Weitere Themen – Rechtspolitik

Trauergeld für Hinterbliebene: Kein "Angehörigen-Schmerzensgeld" kenne das deutsche Zivilrecht, erläutert für lto.de Dieter Müller. Einzige gesetzliche Ausnahme bei ansonsten "Geschädigten ohne zivilrechtliche Schadenersatzansprüche" sei der Fall des so genannten "Schockschadens". Müller fordert daher, den Opferschutz zu stärken und die Gesetzeslage anzupassen, wobei er etwa auf "Trauergeld"-Ansprüche in einigen europäischen Staaten verweist.

Waffenrecht: Der Innenminister von Nordrhein-Westfalen plane, so informiert focus.de, im Rahmen eines "Programms gegen Rechtsextremismus" u.a. eine Änderung des bundesweit geltenden Waffengesetzes; diese wolle er über den Bundesrat erreichen. Ähnliche Forderungen habe es bereits aus dem niedersächsischen Innenministerium gegeben. Vorgesehen sei, beim Ankauf einer Waffe den Verfassungsschutz zu benachrichtigten, um festzustellen, ob der Käufer wegen "Bestrebungen gegen die öffentliche Ordnung" bekannt sei. Weiter berichtet focus.de, Hamburg habe am Donnerstag "unzuverlässigen" Neonazis Waffenscheine entzogen.

Sozialauswahl bei Kündigung: Wie die Sozialauswahl bei betriebsbedingten Kündigungen nach dem Kündigungsschutzgesetz (KSchG) aussehen solle, erläutert auf dem Handelsblatt-Rechtsboard RA Klaus Heeke. Das KSchG gebe auch die Möglichkeit, die Sozialauswahl einzuschränken, um eine "ausgewogene Personalstruktur" im Betrieb zu sichern, etwa durch die Bildung von Altersgruppen. In verschiedenen Entscheidungen des Bundesarbeitsgerichts (BAG) sei bestimmt worden, dass diese Praxis nicht gegen das Allgemeine Gleichbehandlungsgesetz verstoße, so Heeke. Jüngst habe das BAG auch einen Verstoß gegen das europarechtliche Verbot der Altersdiskriminierung verneint.

Weitere Themen – Justiz

Wortberichterstattung: Über eine gestern veröffentlichte Entscheidung des Bundesverfassungsgerichts zum Persönlichkeitsrecht informiert Thomas Stadler auf internet-law.de. Das Gericht stellte abermals fest, der Schutz des "Allgemeinen Persönlichkeitsrechts" bei einer Wortberichterstattung unterliege anderen Kriterien als denen bei einer Bildberichterstattung. Eine "wesentliche verfassungsrechtliche Vorgabe für das Verhältnis Berichterstattung und Datenschutz" erblickt Stadler darin, dass das Gericht auch darauf hinweise, "dass die personenbezogene Wortberichterstattung privater Presseorgane nicht ohne weiteres das Recht auf informationelle Selbstbestimmung beeinträchtigt".

Auflistung =

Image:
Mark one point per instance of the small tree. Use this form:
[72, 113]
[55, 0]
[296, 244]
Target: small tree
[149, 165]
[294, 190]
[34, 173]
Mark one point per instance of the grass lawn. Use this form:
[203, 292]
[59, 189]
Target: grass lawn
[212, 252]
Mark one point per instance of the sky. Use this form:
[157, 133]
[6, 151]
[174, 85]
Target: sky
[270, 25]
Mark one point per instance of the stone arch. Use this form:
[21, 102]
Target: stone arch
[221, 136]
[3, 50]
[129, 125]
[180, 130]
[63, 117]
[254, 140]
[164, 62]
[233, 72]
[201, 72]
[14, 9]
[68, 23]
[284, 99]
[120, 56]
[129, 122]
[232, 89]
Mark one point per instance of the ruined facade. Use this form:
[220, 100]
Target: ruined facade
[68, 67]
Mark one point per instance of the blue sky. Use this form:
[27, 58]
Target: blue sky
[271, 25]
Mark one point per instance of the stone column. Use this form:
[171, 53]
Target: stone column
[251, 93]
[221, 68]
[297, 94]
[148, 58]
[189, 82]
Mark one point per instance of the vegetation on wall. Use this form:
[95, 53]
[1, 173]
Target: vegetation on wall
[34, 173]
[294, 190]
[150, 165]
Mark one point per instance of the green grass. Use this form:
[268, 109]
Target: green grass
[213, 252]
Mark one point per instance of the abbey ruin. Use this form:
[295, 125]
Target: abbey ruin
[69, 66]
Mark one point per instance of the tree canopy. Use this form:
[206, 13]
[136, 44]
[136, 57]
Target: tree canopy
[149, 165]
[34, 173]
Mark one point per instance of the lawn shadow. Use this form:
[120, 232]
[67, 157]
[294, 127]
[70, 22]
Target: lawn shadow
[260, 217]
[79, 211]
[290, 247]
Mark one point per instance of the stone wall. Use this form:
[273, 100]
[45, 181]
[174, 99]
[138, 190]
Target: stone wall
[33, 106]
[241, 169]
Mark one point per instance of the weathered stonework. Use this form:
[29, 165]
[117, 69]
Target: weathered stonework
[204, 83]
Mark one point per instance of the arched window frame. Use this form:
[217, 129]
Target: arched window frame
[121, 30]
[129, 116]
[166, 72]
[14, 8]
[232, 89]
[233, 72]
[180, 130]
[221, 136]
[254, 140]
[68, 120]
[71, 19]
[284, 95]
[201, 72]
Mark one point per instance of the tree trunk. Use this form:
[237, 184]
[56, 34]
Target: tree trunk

Schriftliche Anweisung 1 =
Beantworte die folgenden Fragen zum Text über Rechtspolitik und Justiz:
(a) Welchen Fall nennt Dieter Müller als einzige gesetzliche Ausnahme?
(b) Welches Bundesland hat laut focus.de am Donnerstag „unzuverlässigen“ Neonazis Waffenscheine entzogen?
(c) Auf welcher Website informiert Thomas Stadler über die Entscheidung des Bundesverfassungsgerichts?
Schriftliche Anweisung 2 = Gib aus dem Text über Rechtspolitik und Justiz den Abschnitt von „Weitere Themen – Rechtspolitik“ bis einschließlich „europäischen Staaten verweist.“ wortgetreu wieder.
Schriftliche Anweisung 3 = Führe den Text über Rechtspolitik und Justiz ab der Stelle fort, an der er endet.
Die Auflistung steht in keinem Zusammenhang mit dem Text über Rechtspolitik und Justiz.

Endergebnis 1 =
(a) Den Fall des sogenannten „Schockschadens“.
(b) Hamburg.
(c) Auf internet-law.de.

Endergebnis 2 =
Weitere Themen – Rechtspolitik

Trauergeld für Hinterbliebene: Kein "Angehörigen-Schmerzensgeld" kenne das deutsche Zivilrecht, erläutert für lto.de Dieter Müller. Einzige gesetzliche Ausnahme bei ansonsten "Geschädigten ohne zivilrechtliche Schadenersatzansprüche" sei der Fall des so genannten "Schockschadens". Müller fordert daher, den Opferschutz zu stärken und die Gesetzeslage anzupassen, wobei er etwa auf "Trauergeld"-Ansprüche in einigen europäischen Staaten verweist.

Endergebnis 3 =
Nazi-Radio: Über den Prozessauftakt gegen die führenden Köpfe des rechtsextremen "Widerstand Radios" berichtet ausführlich spiegel.de (Jörg Diehl). Als "Folge eines der umfangreichsten Ermittlungsverfahren gegen Rechtsextremisten" seien elf Personen wegen der Bildung und Unterstützung einer terroristischen Vereinigung sowie Volksverhetzung vor dem Landgericht Koblenz angeklagt. Die Hetzpropaganda des Senders habe etwa Musikstücke mit Titel wie "Holocaust2000" enthalten.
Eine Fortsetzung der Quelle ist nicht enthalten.